### Excerpt
Former President Bill Clinton provided a stark warning to his fellow Democrats about the consequences of failing to take the lead on issues of debt and deficit.

“The Democrats are going to have to be willing to give up maybe some short-term political gain by whipping up fears on some of these things if it's a reasonable Social Security proposal or a reasonable Medicare proposal,” Clinton said at a bipartisan debt forum in Washington. “We have to deal with these things. You cannot have healthcare devour the economy.”

Clinton also downplayed administration warnings that the current impasse over raising the government’s maxed-out $14.3 trillion credit limit.

His message, made more explicit in a caught-on-camera exchange with Rep. Paul Ryan recorded by ABC, was that Democrats shouldn’t let their Tuesday victory in a three-way race in a Republican-heavy House district in Western New York go to their heads.

Democrats have been crowing non-stop about the win and, as Vice President Joe Biden told supporters that night in New Hampshire, bashing Ryan’s budget proposal and his overhaul of Medicare is the primary path to Democratic success in 2012 (along with taking lavish credit for the mission that killed Usama bin Laden).

Neither had the Big Dog’s message seeped in at the Democratically controlled Senate by Wednesday evening. Senate Democrats forced Republicans into an explicitly political vote on Ryan’s budget plan. The result was a bit of a surprise. Rather than jumping away from the plan, Senate GOP mostly embraced the plan, with only five members voting against it.

### Listed records
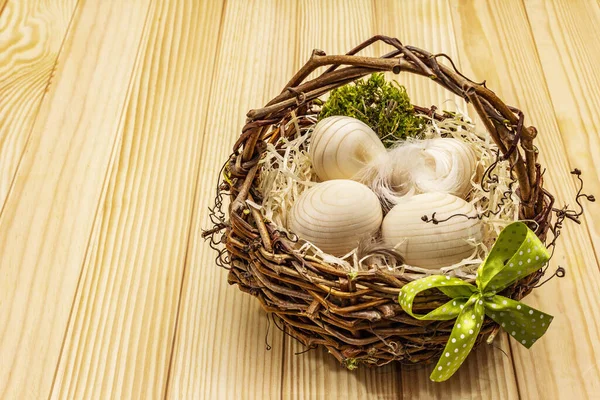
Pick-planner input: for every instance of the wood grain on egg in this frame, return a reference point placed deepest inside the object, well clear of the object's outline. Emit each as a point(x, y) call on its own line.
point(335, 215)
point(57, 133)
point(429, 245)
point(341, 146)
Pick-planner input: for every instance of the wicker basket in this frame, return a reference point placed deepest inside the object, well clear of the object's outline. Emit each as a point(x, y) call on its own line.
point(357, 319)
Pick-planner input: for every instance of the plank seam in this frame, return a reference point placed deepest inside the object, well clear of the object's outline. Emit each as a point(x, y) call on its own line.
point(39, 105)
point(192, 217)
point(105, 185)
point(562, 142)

==

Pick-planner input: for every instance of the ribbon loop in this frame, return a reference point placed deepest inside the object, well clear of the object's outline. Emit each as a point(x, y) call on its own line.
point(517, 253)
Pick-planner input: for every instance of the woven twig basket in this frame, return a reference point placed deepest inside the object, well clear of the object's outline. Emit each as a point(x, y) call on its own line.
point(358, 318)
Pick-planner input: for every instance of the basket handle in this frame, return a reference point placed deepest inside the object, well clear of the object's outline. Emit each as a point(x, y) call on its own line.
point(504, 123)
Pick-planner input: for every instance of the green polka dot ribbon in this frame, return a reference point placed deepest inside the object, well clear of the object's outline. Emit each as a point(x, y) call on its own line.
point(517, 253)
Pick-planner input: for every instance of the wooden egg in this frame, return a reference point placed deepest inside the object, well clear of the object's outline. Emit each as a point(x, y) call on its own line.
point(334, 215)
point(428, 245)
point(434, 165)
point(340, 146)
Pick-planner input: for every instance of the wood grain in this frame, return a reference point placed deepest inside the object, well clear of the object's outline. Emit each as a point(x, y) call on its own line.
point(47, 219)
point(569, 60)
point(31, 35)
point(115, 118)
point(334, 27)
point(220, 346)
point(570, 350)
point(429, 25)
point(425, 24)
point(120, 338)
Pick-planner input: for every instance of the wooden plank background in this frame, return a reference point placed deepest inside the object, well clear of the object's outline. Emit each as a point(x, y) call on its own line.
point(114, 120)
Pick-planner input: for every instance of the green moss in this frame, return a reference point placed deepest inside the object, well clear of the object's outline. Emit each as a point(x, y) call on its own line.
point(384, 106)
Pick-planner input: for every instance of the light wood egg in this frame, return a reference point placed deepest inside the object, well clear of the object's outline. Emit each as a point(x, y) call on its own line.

### Your goal
Continue the news excerpt about Bill Clinton's warning to Democrats on debt and deficits, starting after its final sentence.

### Written answer
The four most liberal Republicans, Scott Brown of Massachusetts, Susan Collins and Olympia Snowe of Maine and Lisa Murkowski of Alaska, voted against the measure. And Rand Paul of Kentucky, now fully exploring his role as the skunk at the Senate garden party, also voted against the budget plan, but he said it was too wimpy.

But even Paul’s budget alternative did better than Obama’s. Paul got six Republicans to join him in his plan, which makes Ryan’s austerity proposal look like the New Deal. The slashing seven are: Paul, Tom Coburn of Oklahoma, Mike Lee and Orrin Hatch of Utah, Jim DeMint of South Carolina, David Vitter of Louisiana and, most interestingly, Senate Majority leader (and fellow Kentuckian) Mitch McConnell.

No Democrats, though, cast any votes for any budget proposal – not even President Obama’s proposal for 2012, which garnered zero votes.

Senate Majority Leader Harry Reid has maintained it is not necessary for Democrats to have any budget plan whatsoever, despite it having been more than two years since congressional Democrats put forward any annual spending plan.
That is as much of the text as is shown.